◆ Your instructions:
For this exercise, copy all the data exactly and include none of the pictures.

........

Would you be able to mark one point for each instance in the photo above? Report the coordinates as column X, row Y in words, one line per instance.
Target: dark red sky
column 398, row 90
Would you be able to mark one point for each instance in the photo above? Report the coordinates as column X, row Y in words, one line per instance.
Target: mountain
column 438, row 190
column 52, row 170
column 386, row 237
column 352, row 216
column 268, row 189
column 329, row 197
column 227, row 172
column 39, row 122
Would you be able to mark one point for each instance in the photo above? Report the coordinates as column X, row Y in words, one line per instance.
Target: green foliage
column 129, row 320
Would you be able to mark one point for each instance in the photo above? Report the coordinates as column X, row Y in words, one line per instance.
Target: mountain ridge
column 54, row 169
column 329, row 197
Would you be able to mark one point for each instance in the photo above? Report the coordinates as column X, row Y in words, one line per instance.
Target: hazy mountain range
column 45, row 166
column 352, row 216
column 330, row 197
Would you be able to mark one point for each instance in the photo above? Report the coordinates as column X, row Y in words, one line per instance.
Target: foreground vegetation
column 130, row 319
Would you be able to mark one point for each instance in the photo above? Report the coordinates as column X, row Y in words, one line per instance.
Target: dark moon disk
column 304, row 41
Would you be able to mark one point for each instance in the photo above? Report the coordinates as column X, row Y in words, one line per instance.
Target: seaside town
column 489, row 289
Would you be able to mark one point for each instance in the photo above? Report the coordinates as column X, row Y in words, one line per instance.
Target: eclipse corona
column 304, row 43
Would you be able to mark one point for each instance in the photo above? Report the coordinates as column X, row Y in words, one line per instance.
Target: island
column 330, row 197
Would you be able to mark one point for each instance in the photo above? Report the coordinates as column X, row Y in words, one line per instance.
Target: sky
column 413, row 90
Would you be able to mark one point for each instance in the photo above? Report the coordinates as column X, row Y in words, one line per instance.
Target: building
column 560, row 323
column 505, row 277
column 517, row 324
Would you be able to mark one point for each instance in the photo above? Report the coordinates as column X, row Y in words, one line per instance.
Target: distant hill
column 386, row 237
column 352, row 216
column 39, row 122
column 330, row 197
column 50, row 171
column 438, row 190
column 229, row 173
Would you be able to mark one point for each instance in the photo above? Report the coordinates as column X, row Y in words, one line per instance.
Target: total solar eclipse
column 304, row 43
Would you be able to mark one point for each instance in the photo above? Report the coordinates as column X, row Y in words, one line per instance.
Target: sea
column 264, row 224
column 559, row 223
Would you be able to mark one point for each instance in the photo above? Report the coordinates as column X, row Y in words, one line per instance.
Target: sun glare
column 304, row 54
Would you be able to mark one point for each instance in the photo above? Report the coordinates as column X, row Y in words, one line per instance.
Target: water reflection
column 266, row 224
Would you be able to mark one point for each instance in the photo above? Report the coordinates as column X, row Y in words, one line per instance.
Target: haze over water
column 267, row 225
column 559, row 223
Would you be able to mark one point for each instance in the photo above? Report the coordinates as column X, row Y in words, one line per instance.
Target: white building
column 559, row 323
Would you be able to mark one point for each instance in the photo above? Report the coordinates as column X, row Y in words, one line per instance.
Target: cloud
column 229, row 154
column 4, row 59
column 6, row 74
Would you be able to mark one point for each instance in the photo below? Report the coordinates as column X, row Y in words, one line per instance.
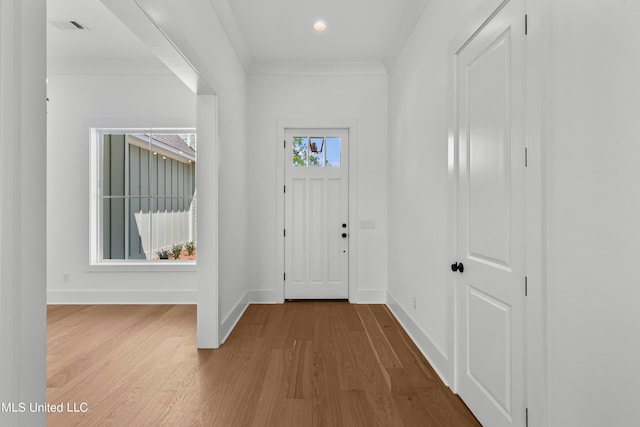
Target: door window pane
column 332, row 152
column 299, row 151
column 316, row 151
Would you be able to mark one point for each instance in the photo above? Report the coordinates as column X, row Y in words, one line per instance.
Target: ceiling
column 262, row 31
column 104, row 39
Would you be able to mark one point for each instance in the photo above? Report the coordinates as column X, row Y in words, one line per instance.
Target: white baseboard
column 122, row 297
column 366, row 296
column 230, row 321
column 436, row 358
column 265, row 296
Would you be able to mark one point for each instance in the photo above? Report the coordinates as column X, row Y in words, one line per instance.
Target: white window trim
column 96, row 263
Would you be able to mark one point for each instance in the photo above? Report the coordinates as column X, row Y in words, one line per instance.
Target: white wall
column 418, row 198
column 22, row 209
column 309, row 99
column 194, row 28
column 592, row 212
column 78, row 103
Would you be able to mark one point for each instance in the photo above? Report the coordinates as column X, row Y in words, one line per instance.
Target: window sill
column 134, row 266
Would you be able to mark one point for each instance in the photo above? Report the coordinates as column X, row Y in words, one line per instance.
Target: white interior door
column 490, row 225
column 316, row 214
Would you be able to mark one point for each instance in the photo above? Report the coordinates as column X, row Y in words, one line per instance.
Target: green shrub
column 176, row 250
column 163, row 254
column 190, row 247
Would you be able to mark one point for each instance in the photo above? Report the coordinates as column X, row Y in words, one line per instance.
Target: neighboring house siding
column 161, row 194
column 113, row 185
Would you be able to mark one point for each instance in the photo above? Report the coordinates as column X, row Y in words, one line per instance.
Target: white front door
column 490, row 225
column 316, row 214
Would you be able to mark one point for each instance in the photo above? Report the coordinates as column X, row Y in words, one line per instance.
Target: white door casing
column 316, row 234
column 490, row 139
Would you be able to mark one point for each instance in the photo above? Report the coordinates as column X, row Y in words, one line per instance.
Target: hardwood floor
column 295, row 364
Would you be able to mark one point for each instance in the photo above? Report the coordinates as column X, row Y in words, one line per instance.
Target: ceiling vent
column 68, row 25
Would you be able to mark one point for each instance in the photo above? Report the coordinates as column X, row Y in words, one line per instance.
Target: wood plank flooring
column 299, row 364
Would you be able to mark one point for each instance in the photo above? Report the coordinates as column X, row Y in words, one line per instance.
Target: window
column 320, row 151
column 145, row 204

........

◆ Response area:
Would you be able to mark one point for each instance in the photo above? Report the coordinates as column X, row Y in words, one line per instance.
Target: dark red sky
column 398, row 90
Would you be able to mark one point for each instance in the photo above? Report the coordinates as column X, row Y in words, one line per instance.
Target: mountain
column 438, row 190
column 52, row 170
column 386, row 237
column 352, row 216
column 268, row 189
column 329, row 197
column 227, row 172
column 39, row 122
Would you be able to mark one point for each instance in the photo above? Report the coordinates as column X, row Y in words, one line per instance.
Target: green foliage
column 129, row 320
Would you be able to mark one point for each instance in the photo above? Report the coordinates as column X, row Y in words, one line per instance.
Target: mountain ridge
column 54, row 169
column 329, row 197
Would you be able to mark one point for each instance in the photo above? Report the coordinates as column X, row Y in words, one line per instance.
Target: hazy mountain range
column 45, row 166
column 352, row 216
column 330, row 197
Would you be able to mark one point for each instance in the photo above? Report the coordinates as column X, row Y in words, one line per instance.
Target: foreground vegetation
column 130, row 319
Would you be able to mark one point for each instance in the photo above? Report the coordinates as column X, row Y in words, one line per instance.
Target: dark moon disk
column 304, row 41
Would you be able to mark one point for each instance in the photo above? Report the coordinates as column X, row Y in words, one line per instance.
Target: seaside town
column 489, row 289
Would you be able to mark one point for each instance in the photo above? Report the coordinates as column X, row Y in words, one line per instance.
Target: eclipse corona
column 304, row 43
Would you be able to mark one point for each instance in the photo above? Report the coordinates as column X, row Y in words, one line per instance.
Target: island
column 330, row 197
Would you be able to mark one point for each instance in the photo above? Report the coordinates as column X, row Y in words, one line per instance.
Target: sky
column 413, row 90
Would you be able to mark one point for each instance in the photo above? Report the coordinates as column X, row Y in words, one line per instance.
Target: building
column 560, row 323
column 505, row 277
column 517, row 324
Would you be able to mark one point for each instance in the photo above? Report the coordinates as column X, row Y in words, one line per instance.
Target: distant hill
column 386, row 237
column 352, row 216
column 39, row 122
column 330, row 197
column 50, row 171
column 438, row 190
column 229, row 173
Would you be able to mark one point for each instance in the photo above? Report the coordinates as column X, row Y in words, one line per instance.
Target: total solar eclipse
column 304, row 43
Would you be able to mark one point for each instance in the photo above? Report the coordinates as column X, row Y in words, one line per instance.
Target: sea
column 264, row 224
column 559, row 223
Would you be able to mark one point for each instance in the photo above? Report the coordinates as column X, row Y in words, one line per instance.
Target: sun glare
column 304, row 54
Would you be able to mark one point for each instance in the photo above? Report the coordinates as column X, row Y in words, one line per instance.
Target: water reflection
column 266, row 224
Would you be able to mark one point for each instance in the photo above? Report the coordinates as column X, row Y in words, one line per instance.
Target: haze over water
column 267, row 225
column 559, row 223
Would you be able to mark one point for each instance in the photo above? Report the coordinates as column X, row Y in words, one line per instance.
Target: white building
column 559, row 323
Would you be able to mark one point for each instance in the photo above? Report the coordinates as column X, row Y in words, one line per instance.
Target: cloud
column 229, row 154
column 4, row 59
column 6, row 74
Would you be able to mark one point for each instance in the photo below? Report the coordinates as column X, row Y in words, one line per instance.
Target: door window pane
column 332, row 152
column 299, row 151
column 316, row 151
Would you be able to mark one point for each instance in the photo above? Report the coordinates as column X, row Y in words, one line per instance.
Target: ceiling
column 262, row 31
column 104, row 39
Would you be able to mark one point for each instance in the photo above? Report the coordinates as column X, row Y in words, one line per instance.
Target: white baseboard
column 122, row 297
column 366, row 296
column 230, row 321
column 436, row 358
column 265, row 296
Would you be able to mark one point for each instance in the photo above? Report the coordinates as column X, row Y in words, one line per instance.
Target: white window trim
column 96, row 263
Would you be able to mark one point for each instance in the photo above? Report the coordinates as column X, row Y in words, one line per instance.
Target: white wall
column 418, row 198
column 22, row 209
column 309, row 99
column 194, row 28
column 592, row 212
column 78, row 103
Would you be able to mark one point for each instance in the photo above? Report the coordinates as column X, row Y in words, one line per instance.
Target: window sill
column 134, row 266
Would you be able to mark one point for each instance in the photo above? Report the coordinates as column X, row Y in words, one line per instance.
Target: white interior door
column 490, row 225
column 316, row 214
Would you be able to mark one point for each instance in the photo above? Report the coordinates as column X, row Y in words, one line per instance.
Target: green shrub
column 176, row 250
column 163, row 254
column 190, row 247
Would you be able to mark one point for each instance in the photo above? Report the coordinates as column X, row Y in words, one line per instance.
Target: neighboring house siding
column 161, row 194
column 113, row 185
Would you be able to mark one point for each instance in the photo above? Report the coordinates as column X, row Y in words, one line per instance.
Target: white front door
column 490, row 225
column 316, row 214
Would you be able to mark one point for each instance in the photo above? Report the coordinates as column X, row Y in words, one line per instance.
Target: white door casing
column 316, row 234
column 490, row 139
Would you be able to mark one point for each instance in the photo above? Report the coordinates as column X, row Y in words, one line per instance.
Target: hardwood floor
column 295, row 364
Would you be able to mark one point for each instance in the photo above? Report the coordinates as column X, row Y in words, one line per instance.
Target: ceiling vent
column 68, row 25
Would you be able to mark one point for each instance in the photo above? Report the coordinates as column X, row Y in words, one line per instance.
Target: wood plank flooring
column 299, row 364
Would you be able to mark one point for each instance in the photo above? Report the coordinates as column X, row Y in words, one line per instance.
Target: window
column 320, row 151
column 145, row 204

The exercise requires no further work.